TASK TO COMPLETE.
Print out the entries exactly, and include each one.

Items listed in a dataset
━━━━━━━━━━

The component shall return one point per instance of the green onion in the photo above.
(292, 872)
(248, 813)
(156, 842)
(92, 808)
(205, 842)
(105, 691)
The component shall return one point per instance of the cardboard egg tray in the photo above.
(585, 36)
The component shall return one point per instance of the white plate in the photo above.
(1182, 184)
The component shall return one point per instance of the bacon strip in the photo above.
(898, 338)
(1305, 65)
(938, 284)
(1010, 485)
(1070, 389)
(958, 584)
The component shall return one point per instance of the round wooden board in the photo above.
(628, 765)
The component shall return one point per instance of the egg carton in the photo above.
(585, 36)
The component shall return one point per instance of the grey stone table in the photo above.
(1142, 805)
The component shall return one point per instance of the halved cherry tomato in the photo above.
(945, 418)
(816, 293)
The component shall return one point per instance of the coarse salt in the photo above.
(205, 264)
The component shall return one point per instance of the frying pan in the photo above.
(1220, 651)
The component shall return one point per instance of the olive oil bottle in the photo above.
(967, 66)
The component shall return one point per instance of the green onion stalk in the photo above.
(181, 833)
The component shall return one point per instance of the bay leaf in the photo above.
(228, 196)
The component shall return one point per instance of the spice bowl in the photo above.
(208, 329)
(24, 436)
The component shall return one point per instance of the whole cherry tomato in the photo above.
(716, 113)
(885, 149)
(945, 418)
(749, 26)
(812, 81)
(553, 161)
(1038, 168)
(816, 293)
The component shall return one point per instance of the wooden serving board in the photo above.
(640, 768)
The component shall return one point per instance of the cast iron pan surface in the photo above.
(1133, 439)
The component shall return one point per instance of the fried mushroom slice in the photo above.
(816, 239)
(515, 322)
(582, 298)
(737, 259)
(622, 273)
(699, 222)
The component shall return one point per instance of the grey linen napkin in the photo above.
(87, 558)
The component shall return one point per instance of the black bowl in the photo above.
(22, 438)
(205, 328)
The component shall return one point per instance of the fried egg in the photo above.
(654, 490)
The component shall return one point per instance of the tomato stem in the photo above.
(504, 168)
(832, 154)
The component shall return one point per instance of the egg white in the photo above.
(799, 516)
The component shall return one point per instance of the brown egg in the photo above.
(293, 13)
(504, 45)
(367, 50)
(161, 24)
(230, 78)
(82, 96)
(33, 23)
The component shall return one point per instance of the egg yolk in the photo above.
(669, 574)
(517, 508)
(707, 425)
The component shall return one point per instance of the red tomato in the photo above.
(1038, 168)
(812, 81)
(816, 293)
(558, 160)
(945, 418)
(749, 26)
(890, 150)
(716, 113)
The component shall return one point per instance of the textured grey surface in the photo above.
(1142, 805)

━━━━━━━━━━

TASK ANSWER.
The component shall return one point per instance of the green onion in the photo above.
(292, 872)
(248, 813)
(156, 842)
(92, 808)
(205, 842)
(105, 691)
The component shall return one point per instance of the cardboard egg tray in the photo above.
(585, 36)
The component shall return one point per instance of the white plate in the photo above.
(1182, 184)
The component shall return one point per instance of the bacon strip in the photo above.
(898, 338)
(1305, 65)
(938, 284)
(1010, 485)
(1070, 389)
(958, 584)
The component shall return one point per instance of the round wooden board in the photo above.
(628, 765)
The component shall return one point per instance of the egg carton in the photo above.
(585, 36)
The component shall return one point per instance of the grey stone table in the photo above.
(1142, 805)
The component shall return one point per instance of the halved cherry tomato in the photo above.
(945, 418)
(816, 293)
The component shall return one point per instance of the coarse salt in the photo above.
(205, 264)
The component shall return one point per instance of the frying pan in the photo above.
(1220, 651)
The component shall return one point per instance of the olive oil bottle in the photo above.
(967, 66)
The component shall return one point per instance of the green onion stalk in the photo above.
(181, 833)
The component shall return one point per instance of the bay leaf in the photo above.
(228, 196)
The component shall return one point per instance of the spice bowl in the photo above.
(208, 329)
(24, 436)
The component shall return one point per instance of the whole cherry tomato in the photo above.
(716, 113)
(885, 149)
(945, 418)
(749, 26)
(812, 81)
(553, 161)
(1038, 168)
(816, 293)
The component shall return one point per instance of the wooden serving board in the photo above.
(640, 768)
The component shall return one point per instance of the cast iron pan surface in the photo above.
(1133, 439)
The component shall return one point per instance of the fried mushroom slice in the photo above.
(816, 239)
(515, 322)
(582, 298)
(737, 259)
(622, 273)
(699, 222)
The component shall return one point per instance of the grey linen napkin in the photo above.
(87, 558)
The component shall return one point per instance of the black bowl in the photo above.
(22, 438)
(205, 328)
The component shall return one point per instance of the fried egg in the photo above.
(654, 490)
The component shall return one point per instance of the tomato stem in the photo above.
(504, 168)
(832, 154)
The component shall return one point per instance of the egg white in the photo above.
(799, 516)
The component shall return one point per instance of the brown egg in the photo above.
(293, 13)
(504, 45)
(367, 50)
(161, 24)
(230, 78)
(82, 96)
(33, 23)
The component shall return one point per instance of the egg yolk in the photo above.
(669, 574)
(517, 508)
(707, 425)
The component shall return one point per instance of the red tomato in the photo above.
(1038, 168)
(812, 81)
(816, 293)
(558, 160)
(945, 418)
(749, 26)
(890, 150)
(716, 113)
The component shall return one point per instance of the textured grey surface in the photo above.
(1142, 805)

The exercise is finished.